* [Entries taken from a collection]
··········
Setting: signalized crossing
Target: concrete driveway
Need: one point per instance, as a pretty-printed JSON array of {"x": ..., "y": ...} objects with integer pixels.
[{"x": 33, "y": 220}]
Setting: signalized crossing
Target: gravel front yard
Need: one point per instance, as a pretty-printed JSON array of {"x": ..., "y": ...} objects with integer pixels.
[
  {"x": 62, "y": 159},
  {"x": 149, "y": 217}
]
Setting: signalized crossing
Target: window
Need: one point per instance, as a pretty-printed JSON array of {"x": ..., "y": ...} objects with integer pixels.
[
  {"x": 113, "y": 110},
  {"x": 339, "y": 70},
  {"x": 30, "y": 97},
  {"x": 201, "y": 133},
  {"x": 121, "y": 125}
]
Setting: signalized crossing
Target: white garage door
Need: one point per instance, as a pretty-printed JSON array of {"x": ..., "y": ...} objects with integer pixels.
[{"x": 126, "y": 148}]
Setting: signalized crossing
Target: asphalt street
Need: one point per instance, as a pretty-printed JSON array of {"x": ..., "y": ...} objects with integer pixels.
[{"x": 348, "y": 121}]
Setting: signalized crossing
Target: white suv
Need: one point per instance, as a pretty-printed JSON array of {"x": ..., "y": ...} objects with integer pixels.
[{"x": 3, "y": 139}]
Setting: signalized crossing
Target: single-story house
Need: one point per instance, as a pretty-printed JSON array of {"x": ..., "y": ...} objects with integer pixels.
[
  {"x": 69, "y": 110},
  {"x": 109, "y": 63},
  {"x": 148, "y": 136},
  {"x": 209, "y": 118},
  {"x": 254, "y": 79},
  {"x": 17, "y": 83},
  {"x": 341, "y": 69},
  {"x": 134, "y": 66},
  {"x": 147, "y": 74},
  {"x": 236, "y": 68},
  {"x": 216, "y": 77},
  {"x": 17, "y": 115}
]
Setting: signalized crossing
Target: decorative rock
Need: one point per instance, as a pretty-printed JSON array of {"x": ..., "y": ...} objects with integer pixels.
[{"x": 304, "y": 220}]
··········
* [Short task]
Reproduce all the records above, switching "signalized crossing" to "residential intersection" wherever it occurs and leaving everything else untouched.

* [Result below]
Setting: residential intersection
Target: concrete driveway
Need: one point per instance, as a pretty-printed JSON array of {"x": ..., "y": ...} objects with integer pixels.
[{"x": 33, "y": 220}]
Setting: residential intersection
Target: gravel front yard
Need: one point per instance, as a pretty-printed JSON array of {"x": ..., "y": ...} objects with integer pixels.
[
  {"x": 62, "y": 159},
  {"x": 149, "y": 217}
]
Setting: residential intersection
Target: window
Need: one point per instance, as a pretty-printed JSON array of {"x": ..., "y": ...} objects with integer pixels.
[
  {"x": 113, "y": 110},
  {"x": 339, "y": 70},
  {"x": 30, "y": 97},
  {"x": 201, "y": 133},
  {"x": 121, "y": 125}
]
Setting: residential intersection
Target: white garage door
Need: one point per instance, as a pretty-printed JSON array of {"x": ..., "y": ...} objects with integer pixels.
[{"x": 126, "y": 148}]
Setting: residential intersection
Target: asphalt street
Need: one point per instance, as a pretty-printed JSON array of {"x": ..., "y": ...} objects with integer pixels.
[{"x": 348, "y": 121}]
Setting: residential intersection
Target: white suv
Need: one point per instance, as a pretty-printed JSON array of {"x": ..., "y": ...} objects with integer pixels.
[{"x": 3, "y": 139}]
Setting: residential intersection
Target: single-story house
Need: one point per instance, as a pretty-printed JSON array of {"x": ..., "y": ...} objects with integer pixels.
[
  {"x": 69, "y": 110},
  {"x": 109, "y": 63},
  {"x": 148, "y": 136},
  {"x": 209, "y": 118},
  {"x": 254, "y": 79},
  {"x": 17, "y": 83},
  {"x": 341, "y": 69},
  {"x": 134, "y": 66},
  {"x": 147, "y": 74},
  {"x": 236, "y": 68},
  {"x": 216, "y": 77},
  {"x": 17, "y": 115}
]
Setting: residential intersection
Target: decorative rock
Need: one point per instance, as a pretty-printed JSON array of {"x": ..., "y": ...} objects with integer pixels.
[{"x": 304, "y": 220}]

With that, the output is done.